** begin DOCUMENT PASSAGE **

Frank here presents nothing but a rational, fact based explanation of the biggest [performance] differences between VARCHAR and TEXT fields in MySQL.  But it begs a rather distinct question, in my mind.  What do you do, if you have too much data for a VARCHAR field, but require fast searching nonetheless?  My first reaction, is not to solve a problem that’s already been solved.  There are third party applications, such as Sphinx, that do a wonderful job of indexing content.  After all, Jeff Atwood makes this point very clearly in his perfectly-named post Don’t Reinvent The Wheel, Unless You Plan on Learning More About Wheels.

Done and done.  Problem solved.  But… what if you really do want to just learn more about wheels information retrieval?  Firstly, I would highly recommend reading both Frank and Jeff’s posts.  You should, then, have a rough idea of where I’m coming from to NOT use a Sphinx-esque product for my new venture.  That all said, let’s get started.  We’ll piggyback on Frank’s use of email searching throughout our examples.

We’ll create a table to store emails, and keep it simple, for the sake of example.  I’m using MySQL 5, and I like UTF-8.

CREATE TABLE `foobar`.`emails` (
`id` INT UNSIGNED NOT NULL AUTO_INCREMENT PRIMARY KEY ,
`subject` VARCHAR( 255 ) NOT NULL ,
`body` TEXT NOT NULL
) ENGINE = MYISAM CHARACTER SET utf8 COLLATE utf8_general_ci

Here we have a primary key field, a subject (VARCHAR) and a body (TEXT).

Note: In Information Retrieval (“IR”) this is called the forward index.  If you know the ID of an email, you can get all the tokens in that email.

Let’s assume you wanted to search all emails for the word “fortran”.  In a plain vanilla world, your query might look something like

SELECT * FROM emails WHERE body LIKE '%fortran%' OR subject LIKE '%fortran%';

This means, that MySQL must fetch, load, and scan nearly every character of every email in the table.  If you’ve got three messages, no big deal.  My Gmail inbox, however, at the moment is around 8000 conversations – about 570MB.  That would take a while.  The alternative, is to put effort into doing all this scanning ahead of time.  And that’s the essence of the term “indexing”.

We’ll create a script (or program, or stored procedure, etc) that goes through, and finds all the words ahead of time for us.  And then we use a level of indirection at search-time, to get our information.  Take the following three emails:

Email #1

Subject: programming class

Body: I have to write a fortran program for my computer science class.

** end DOCUMENT PASSAGE **

*REQUESTS:*
1. Quote the MySQL indexing passage word for word from "We’ll create a script" to "computer science class.".
2. In the MySQL indexing passage, what is the approximate size of the author's Gmail inbox?
The listing that follows is not needed here.

** begin DATASET RECORDS **

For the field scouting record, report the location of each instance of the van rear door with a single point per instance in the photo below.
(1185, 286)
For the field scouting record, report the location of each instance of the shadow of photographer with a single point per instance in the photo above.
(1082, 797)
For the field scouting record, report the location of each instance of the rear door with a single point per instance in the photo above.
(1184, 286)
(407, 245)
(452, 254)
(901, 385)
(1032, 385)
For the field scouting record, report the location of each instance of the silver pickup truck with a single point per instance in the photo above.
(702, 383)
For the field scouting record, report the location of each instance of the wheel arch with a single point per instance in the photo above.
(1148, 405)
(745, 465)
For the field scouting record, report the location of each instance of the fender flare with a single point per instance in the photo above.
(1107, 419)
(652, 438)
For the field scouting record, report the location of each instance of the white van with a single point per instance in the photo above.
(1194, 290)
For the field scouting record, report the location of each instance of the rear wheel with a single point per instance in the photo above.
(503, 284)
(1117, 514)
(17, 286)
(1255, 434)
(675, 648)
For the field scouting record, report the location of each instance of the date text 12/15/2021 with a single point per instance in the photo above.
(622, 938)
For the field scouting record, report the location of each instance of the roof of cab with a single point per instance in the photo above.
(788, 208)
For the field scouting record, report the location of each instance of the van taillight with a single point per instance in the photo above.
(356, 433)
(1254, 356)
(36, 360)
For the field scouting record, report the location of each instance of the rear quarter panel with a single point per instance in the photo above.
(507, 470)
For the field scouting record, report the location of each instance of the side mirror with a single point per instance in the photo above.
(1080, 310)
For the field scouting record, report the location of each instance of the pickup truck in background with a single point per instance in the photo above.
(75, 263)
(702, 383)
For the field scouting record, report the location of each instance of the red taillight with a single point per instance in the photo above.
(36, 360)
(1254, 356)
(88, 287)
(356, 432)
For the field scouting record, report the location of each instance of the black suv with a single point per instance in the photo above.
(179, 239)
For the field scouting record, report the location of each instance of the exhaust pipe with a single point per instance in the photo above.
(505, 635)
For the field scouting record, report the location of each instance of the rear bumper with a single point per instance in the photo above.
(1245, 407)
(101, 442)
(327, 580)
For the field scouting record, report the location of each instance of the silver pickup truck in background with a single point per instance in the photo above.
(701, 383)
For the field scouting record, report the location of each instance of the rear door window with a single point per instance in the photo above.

** end DATASET RECORDS **

*THE REPLIES:*
1.
We’ll create a script (or program, or stored procedure, etc) that goes through, and finds all the words ahead of time for us.  And then we use a level of indirection at search-time, to get our information.  Take the following three emails:

Email #1

Subject: programming class

Body: I have to write a fortran program for my computer science class.

2. About 570MB, around 8000 conversations.